[TRY IT]: How many lines in these records include the string "palm"? Reply with that number alone.

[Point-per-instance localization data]
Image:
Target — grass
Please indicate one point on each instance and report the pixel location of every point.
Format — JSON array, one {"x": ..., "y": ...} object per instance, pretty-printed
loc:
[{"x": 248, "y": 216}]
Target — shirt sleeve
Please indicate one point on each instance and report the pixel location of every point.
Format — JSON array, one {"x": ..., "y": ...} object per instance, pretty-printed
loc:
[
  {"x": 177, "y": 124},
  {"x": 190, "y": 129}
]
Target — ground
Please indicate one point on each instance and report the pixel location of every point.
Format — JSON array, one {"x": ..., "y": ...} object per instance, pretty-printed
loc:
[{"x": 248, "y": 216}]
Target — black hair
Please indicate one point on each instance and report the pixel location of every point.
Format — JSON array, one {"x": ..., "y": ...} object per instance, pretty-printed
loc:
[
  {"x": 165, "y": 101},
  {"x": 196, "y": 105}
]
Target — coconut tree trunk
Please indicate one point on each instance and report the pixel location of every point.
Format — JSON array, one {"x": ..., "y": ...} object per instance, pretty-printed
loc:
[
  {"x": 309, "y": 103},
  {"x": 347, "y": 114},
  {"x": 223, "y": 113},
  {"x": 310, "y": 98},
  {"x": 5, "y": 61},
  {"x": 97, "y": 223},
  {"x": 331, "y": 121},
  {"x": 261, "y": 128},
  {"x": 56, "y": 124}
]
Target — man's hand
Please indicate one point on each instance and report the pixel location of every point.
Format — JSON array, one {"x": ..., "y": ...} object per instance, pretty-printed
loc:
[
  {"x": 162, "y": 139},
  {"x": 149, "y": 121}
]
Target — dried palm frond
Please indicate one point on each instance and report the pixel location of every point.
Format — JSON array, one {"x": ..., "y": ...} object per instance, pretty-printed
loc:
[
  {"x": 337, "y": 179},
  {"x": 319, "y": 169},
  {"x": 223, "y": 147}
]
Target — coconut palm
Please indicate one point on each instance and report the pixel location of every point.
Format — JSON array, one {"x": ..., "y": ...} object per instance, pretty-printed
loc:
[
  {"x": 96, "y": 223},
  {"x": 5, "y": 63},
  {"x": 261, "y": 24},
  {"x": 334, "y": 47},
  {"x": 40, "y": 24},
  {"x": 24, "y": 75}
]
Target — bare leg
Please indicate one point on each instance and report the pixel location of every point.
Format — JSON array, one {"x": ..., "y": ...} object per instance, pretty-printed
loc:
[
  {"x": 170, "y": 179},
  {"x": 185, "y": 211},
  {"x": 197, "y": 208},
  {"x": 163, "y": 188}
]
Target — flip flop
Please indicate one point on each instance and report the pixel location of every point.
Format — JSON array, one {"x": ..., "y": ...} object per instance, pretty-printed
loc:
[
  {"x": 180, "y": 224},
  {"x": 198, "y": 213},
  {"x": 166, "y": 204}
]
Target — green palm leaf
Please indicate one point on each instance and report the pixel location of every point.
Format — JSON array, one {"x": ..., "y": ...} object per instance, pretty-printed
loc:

==

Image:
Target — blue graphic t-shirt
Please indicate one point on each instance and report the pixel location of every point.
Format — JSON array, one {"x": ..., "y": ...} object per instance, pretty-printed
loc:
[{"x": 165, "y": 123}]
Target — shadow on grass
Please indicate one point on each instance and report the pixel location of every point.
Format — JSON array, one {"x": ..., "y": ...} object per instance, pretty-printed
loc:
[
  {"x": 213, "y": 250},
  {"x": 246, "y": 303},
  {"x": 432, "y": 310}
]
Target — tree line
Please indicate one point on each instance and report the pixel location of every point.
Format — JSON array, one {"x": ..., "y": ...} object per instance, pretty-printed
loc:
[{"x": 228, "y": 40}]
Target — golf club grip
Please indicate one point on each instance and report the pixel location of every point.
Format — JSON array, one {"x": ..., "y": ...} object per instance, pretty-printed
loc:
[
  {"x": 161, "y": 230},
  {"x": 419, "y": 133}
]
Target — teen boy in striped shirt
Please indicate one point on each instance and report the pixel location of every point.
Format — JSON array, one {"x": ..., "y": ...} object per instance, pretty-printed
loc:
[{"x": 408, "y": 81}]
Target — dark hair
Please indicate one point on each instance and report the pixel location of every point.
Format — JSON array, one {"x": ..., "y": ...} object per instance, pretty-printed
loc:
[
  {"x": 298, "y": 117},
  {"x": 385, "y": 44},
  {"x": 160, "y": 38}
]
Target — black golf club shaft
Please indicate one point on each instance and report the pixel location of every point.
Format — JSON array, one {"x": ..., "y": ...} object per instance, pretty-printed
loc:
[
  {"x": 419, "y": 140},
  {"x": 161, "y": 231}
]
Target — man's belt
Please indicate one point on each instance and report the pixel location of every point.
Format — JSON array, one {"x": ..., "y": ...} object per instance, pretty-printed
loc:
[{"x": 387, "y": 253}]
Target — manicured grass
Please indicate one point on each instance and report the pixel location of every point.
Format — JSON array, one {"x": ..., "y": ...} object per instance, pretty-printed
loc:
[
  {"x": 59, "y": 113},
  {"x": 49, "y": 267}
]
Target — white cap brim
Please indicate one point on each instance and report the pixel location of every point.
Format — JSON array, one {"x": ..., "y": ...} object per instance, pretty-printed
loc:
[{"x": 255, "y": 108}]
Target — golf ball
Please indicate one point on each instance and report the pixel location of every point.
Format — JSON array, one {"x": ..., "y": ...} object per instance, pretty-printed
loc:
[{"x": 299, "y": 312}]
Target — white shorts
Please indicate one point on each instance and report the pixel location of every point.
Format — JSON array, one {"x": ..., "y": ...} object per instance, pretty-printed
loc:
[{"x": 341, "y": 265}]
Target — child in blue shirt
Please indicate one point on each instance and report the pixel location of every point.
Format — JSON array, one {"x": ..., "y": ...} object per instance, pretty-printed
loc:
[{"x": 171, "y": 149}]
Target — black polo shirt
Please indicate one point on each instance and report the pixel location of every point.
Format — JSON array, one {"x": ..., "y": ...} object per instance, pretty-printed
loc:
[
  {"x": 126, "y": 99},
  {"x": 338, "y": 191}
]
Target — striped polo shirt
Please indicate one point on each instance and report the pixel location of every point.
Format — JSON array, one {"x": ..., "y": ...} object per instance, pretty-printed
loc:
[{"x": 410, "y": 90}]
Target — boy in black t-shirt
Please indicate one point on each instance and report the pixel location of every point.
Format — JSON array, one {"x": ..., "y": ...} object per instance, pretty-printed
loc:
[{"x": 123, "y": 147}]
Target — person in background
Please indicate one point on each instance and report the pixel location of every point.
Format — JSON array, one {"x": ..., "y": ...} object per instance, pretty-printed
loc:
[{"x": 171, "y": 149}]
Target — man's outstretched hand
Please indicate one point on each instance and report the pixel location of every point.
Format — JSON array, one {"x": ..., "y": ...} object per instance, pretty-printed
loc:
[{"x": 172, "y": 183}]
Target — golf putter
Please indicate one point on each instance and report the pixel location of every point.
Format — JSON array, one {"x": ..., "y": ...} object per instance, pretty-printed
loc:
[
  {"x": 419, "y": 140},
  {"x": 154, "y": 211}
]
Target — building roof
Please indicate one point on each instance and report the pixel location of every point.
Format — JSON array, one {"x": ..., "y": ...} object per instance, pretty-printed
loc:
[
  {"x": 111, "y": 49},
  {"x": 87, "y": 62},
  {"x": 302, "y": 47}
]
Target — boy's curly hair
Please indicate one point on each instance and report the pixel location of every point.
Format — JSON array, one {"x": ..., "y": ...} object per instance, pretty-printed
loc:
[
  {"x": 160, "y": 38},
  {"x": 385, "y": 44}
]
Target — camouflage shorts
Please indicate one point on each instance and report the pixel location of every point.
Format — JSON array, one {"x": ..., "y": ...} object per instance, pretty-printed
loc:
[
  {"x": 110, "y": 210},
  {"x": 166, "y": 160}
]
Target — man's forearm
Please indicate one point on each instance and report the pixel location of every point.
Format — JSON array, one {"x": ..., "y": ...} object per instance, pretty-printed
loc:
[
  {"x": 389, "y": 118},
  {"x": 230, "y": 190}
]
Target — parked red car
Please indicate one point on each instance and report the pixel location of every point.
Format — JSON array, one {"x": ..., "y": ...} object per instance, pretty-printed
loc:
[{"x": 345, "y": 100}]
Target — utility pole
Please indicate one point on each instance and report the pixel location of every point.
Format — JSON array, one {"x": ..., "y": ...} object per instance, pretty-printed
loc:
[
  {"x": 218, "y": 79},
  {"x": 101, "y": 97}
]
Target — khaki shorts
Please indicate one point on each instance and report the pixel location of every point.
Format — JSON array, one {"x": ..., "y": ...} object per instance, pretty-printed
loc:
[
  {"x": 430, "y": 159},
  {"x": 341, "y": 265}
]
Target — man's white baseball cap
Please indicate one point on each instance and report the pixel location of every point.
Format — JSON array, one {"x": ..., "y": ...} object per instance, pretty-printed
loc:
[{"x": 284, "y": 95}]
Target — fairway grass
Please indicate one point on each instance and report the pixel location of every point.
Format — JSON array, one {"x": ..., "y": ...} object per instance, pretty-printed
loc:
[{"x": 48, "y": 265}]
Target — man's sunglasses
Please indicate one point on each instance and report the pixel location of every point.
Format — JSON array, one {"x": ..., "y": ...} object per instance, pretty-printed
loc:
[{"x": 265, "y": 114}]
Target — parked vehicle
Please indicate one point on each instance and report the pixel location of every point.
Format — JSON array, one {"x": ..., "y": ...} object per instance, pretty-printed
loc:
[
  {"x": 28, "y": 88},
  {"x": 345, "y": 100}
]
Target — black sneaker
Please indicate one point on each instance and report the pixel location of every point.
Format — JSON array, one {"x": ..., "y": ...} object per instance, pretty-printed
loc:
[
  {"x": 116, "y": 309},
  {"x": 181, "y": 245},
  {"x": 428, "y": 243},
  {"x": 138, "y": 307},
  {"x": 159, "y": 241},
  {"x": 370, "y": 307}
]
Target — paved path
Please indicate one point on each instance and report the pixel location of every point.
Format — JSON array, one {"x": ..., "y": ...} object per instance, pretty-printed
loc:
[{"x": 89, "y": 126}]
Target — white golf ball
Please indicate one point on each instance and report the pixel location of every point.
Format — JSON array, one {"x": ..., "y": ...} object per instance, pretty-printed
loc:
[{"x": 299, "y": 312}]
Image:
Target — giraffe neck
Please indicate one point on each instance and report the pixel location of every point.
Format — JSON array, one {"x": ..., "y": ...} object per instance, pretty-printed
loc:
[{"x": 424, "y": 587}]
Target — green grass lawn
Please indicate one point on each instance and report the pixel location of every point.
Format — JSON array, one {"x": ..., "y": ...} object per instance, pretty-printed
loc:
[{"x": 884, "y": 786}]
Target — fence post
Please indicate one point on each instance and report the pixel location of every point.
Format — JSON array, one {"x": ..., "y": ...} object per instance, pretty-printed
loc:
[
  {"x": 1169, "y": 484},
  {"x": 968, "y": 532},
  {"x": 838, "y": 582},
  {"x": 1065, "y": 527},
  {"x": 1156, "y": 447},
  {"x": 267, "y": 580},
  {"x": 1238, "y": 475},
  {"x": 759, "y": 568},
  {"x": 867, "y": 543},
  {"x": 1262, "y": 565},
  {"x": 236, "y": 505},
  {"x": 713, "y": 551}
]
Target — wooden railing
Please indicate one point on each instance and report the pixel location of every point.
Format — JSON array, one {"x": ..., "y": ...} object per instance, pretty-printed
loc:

[ANSWER TO THIS PROBLEM]: 3